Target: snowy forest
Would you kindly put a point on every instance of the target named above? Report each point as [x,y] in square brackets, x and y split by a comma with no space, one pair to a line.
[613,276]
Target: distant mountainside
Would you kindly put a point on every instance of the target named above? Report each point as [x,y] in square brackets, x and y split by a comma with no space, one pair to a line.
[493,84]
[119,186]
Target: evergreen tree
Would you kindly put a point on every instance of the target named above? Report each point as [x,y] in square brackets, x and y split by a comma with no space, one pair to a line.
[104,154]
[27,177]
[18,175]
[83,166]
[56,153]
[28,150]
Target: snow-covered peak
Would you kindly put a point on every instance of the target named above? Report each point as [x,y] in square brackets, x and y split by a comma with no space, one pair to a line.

### Goal of the exercise
Return all of the records above line for line, with nothing changed.

### Answer to the problem
Target: snowy forest
Would you kindly put a point on every instance of the target named above? Report each point as [x,y] in square brackets, x and y split by a comma with no space, one pair to a line.
[613,276]
Target: distant mountainside
Would you kindly put a point on every instance of the target named above? Report each point as [x,y] in square brackets, x and y split by a comma with no space, one pair to a line.
[493,84]
[119,186]
Target: evergreen tree
Would you kindly put a point on every instance of the target named above? Report each point as [x,y] in square brackets, x and y split by a comma with no space, one pair to a line.
[104,154]
[27,177]
[18,175]
[83,166]
[56,153]
[28,150]
Target: snow-covered peak
Would you kindly put a point on every instance of the target named above? Report each point as [x,y] in square brackets, x and y split by a comma with no space, one pair to a line.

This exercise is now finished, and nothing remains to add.